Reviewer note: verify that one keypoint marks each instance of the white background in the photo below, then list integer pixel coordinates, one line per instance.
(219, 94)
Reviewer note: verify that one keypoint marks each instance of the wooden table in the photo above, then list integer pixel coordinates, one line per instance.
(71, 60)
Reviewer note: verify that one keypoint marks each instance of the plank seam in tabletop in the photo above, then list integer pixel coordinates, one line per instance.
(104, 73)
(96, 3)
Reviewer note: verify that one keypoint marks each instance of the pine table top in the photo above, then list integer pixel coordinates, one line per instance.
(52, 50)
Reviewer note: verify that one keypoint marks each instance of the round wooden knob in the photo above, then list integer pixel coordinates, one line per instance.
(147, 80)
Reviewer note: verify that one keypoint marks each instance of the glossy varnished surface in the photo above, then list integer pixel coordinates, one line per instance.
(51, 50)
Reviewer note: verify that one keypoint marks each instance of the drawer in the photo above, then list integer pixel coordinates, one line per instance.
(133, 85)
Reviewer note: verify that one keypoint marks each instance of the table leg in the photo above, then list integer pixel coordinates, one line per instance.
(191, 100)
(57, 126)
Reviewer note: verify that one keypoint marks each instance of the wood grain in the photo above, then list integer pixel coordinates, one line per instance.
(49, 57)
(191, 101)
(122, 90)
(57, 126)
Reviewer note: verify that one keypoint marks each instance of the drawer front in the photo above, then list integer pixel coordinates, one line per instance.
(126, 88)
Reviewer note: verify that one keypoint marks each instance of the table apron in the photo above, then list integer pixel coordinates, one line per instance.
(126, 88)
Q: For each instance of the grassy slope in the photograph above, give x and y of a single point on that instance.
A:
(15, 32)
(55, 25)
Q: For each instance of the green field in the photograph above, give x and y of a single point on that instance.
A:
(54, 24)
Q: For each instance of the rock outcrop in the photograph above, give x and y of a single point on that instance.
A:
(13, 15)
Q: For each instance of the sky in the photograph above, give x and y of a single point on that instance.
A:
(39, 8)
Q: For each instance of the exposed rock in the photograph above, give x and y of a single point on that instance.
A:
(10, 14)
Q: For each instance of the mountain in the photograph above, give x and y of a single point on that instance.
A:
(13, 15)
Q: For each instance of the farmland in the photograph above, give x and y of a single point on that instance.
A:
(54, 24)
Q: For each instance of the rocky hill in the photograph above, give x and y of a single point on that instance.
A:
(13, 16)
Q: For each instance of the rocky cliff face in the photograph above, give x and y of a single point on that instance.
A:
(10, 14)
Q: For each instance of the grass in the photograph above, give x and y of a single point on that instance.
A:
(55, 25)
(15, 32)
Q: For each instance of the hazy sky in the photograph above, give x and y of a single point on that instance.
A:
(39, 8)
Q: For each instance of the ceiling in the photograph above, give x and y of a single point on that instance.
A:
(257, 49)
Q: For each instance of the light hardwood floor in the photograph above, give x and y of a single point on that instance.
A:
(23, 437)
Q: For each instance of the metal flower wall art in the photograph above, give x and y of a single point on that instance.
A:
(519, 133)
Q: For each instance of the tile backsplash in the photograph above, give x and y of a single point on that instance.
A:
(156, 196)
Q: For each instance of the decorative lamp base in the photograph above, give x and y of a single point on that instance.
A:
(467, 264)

☆ ☆ ☆

__The problem__. Restate the material word for word, leaving nothing out.

__Exercise solution__.
Reviewer note: verify that one keypoint marks each instance of the white background in the photo below, then list integer pixel coordinates, one line per instance.
(219, 94)
Reviewer note: verify that one keypoint marks each instance of the wooden table in the photo above, then list integer pixel coordinates, one line per instance.
(71, 60)
Reviewer note: verify that one keypoint marks each instance of the plank seam in tabletop in the photo above, then list integer pixel coordinates, one line per instance.
(104, 73)
(96, 3)
Reviewer note: verify that one keypoint marks each instance of the pine table top in the photo above, then list integer pixel coordinates, one line per instance.
(52, 50)
Reviewer note: verify that one keypoint marks each instance of the round wooden knob in the photo above, then list integer pixel coordinates, one line per instance.
(147, 80)
Reviewer note: verify that one keypoint marks each instance of the glossy varnished surface in the photo above, then list integer pixel coordinates, one line per instance.
(51, 50)
Reviewer note: verify that one keypoint marks each instance of the drawer in the photo above, then list integer pixel coordinates, one line per instance.
(133, 85)
Reviewer note: verify that one keypoint marks each instance of the table leg in the photo above, then list integer pixel coordinates, one line per instance.
(191, 100)
(57, 126)
Reviewer note: verify that one keypoint marks each instance of the wood grain in the photo above, then list integer pixel coordinates, one line per instance.
(49, 57)
(191, 101)
(122, 90)
(57, 126)
Reviewer note: verify that one keypoint marks each instance of the drawer front in the photo above, then list integer pixel coordinates, one line per instance.
(126, 88)
Reviewer note: verify that one keypoint marks each instance of the table apron in the photo above, then list integer pixel coordinates, one line per instance.
(126, 88)
Q: For each instance of the grassy slope in the photograph above, give x and y of a single point on that instance.
A:
(15, 32)
(55, 25)
Q: For each instance of the green field in the photograph above, give x and y of a single point on that instance.
A:
(54, 24)
Q: For each instance of the rock outcrop in the photograph above, give x and y of a single point on that instance.
A:
(13, 15)
Q: For each instance of the sky in the photograph above, give x and y of a single point on that instance.
A:
(39, 8)
Q: For each instance of the exposed rock in the photograph above, give x and y of a single point on that instance.
A:
(10, 14)
Q: For each instance of the mountain in the photograph above, give x and y of a single point on that instance.
A:
(13, 15)
Q: For each instance of the farmland in the photograph above, give x and y of a single point on that instance.
A:
(54, 24)
Q: For each instance of the rocky hill in the photograph above, give x and y of a single point on that instance.
A:
(13, 16)
Q: For each instance of the rocky cliff face in the photograph above, give x and y of a single point on that instance.
A:
(10, 14)
Q: For each instance of the grass in the photograph above, give x and y of a single point on that instance.
A:
(55, 25)
(15, 32)
Q: For each instance of the hazy sky in the photograph above, give x and y of a single point on that instance.
A:
(39, 8)
Q: For each instance of the ceiling in the photograph above, give x and y of a single point on that instance.
A:
(257, 49)
Q: For each instance of the light hardwood floor in the photograph above, give x and y of a single point on that instance.
A:
(23, 437)
Q: For each instance of the metal flower wall art in the photograph above, give x and y of a single point on that instance.
A:
(519, 133)
Q: For each instance of the tile backsplash in the photograph above, give x and y of a single point on that instance.
A:
(156, 196)
Q: For each instance of the decorative lamp base in the photograph above, give x and y of a single point on that instance.
A:
(467, 264)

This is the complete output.